→ What is required
Reproduce exactly the lines below, starting with the line that contains "like [525, 195]." and ending with the last line of the records, both included, and nothing else.
--- begin Supplied information ---
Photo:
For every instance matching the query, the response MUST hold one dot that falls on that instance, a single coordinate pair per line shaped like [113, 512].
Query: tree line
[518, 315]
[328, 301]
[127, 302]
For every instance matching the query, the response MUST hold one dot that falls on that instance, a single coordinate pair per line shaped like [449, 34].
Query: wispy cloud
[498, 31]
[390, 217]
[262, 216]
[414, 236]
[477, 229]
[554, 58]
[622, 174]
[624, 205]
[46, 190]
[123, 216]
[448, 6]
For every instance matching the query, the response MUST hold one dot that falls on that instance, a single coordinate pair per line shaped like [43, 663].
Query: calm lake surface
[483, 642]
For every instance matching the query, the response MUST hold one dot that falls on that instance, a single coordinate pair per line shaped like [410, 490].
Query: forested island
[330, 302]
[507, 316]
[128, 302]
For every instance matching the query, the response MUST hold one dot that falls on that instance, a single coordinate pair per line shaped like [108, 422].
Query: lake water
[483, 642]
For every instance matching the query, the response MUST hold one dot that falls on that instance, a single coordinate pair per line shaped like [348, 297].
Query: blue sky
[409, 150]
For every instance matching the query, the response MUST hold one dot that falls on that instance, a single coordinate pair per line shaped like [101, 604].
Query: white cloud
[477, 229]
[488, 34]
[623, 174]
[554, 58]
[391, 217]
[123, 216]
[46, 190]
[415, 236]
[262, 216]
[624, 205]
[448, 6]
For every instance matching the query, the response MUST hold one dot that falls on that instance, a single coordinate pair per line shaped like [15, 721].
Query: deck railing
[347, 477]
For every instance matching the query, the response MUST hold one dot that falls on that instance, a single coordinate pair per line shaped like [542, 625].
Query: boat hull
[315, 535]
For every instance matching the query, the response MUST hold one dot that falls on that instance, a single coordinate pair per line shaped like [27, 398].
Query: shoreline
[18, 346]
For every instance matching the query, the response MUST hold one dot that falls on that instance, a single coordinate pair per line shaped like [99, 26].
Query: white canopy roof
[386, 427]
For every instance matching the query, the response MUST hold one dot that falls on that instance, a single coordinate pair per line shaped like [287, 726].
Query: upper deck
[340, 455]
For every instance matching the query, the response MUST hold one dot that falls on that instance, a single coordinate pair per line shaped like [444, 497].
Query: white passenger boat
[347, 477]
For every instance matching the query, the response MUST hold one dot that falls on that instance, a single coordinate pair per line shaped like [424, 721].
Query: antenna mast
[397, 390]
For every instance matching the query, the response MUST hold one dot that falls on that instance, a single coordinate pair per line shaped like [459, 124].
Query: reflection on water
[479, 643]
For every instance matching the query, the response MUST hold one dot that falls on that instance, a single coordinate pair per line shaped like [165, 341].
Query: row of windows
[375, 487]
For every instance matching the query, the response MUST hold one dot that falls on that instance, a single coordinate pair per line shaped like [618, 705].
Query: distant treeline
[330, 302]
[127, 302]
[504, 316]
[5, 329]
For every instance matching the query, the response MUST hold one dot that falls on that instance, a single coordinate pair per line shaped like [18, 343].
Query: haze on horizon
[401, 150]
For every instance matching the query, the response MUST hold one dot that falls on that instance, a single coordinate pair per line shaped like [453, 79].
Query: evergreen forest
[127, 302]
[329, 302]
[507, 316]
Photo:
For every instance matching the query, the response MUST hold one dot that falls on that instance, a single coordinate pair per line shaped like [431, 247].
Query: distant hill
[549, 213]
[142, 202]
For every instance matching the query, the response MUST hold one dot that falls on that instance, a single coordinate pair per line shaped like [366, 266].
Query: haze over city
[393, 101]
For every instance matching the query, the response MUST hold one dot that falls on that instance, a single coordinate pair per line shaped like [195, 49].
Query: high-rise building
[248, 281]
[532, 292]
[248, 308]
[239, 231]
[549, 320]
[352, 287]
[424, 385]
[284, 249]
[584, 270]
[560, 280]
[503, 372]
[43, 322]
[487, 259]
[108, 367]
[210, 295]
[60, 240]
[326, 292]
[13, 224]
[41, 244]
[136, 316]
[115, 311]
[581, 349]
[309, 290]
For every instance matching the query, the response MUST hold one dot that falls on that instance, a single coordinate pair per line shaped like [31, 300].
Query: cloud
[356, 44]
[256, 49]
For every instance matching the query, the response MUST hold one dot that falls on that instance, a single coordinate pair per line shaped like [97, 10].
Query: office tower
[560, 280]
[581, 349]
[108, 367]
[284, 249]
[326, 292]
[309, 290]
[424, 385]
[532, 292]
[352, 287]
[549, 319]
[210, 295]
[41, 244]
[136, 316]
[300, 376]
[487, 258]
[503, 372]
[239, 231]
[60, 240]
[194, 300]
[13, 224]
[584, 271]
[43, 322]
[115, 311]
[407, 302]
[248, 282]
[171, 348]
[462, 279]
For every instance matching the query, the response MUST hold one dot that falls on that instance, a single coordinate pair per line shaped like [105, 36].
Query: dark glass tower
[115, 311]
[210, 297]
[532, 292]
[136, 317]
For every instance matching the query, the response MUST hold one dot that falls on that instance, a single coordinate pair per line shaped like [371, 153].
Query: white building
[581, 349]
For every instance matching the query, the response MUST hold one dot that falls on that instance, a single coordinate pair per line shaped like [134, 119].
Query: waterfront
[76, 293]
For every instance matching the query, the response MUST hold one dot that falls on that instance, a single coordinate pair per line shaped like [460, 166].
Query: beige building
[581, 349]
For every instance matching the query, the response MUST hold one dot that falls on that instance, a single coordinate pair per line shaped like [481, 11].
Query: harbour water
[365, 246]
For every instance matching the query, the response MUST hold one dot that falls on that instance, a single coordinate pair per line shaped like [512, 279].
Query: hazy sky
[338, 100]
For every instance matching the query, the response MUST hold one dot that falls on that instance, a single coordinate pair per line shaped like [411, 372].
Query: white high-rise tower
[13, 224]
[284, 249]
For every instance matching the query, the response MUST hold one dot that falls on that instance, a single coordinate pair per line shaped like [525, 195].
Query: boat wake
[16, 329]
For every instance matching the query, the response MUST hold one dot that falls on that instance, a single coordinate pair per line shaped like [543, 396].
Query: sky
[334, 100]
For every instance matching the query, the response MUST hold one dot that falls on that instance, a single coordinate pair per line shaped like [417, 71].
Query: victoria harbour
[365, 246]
--- end Supplied information ---
→ Reply to the task
For every instance matching the query, the response MUST hold one dot that falls on that instance, a single coordinate pair per line shaped like [525, 195].
Query: boat wake
[16, 329]
For every instance matching the query, the response MUST hold one dot that falls on that instance, a single coordinate pair per line shaped like [543, 396].
Query: sky
[334, 100]
For every instance matching the query, the response MUST hold one dot that falls on that instance, a single coordinate pair per line shaped like [417, 71].
Query: victoria harbour
[365, 246]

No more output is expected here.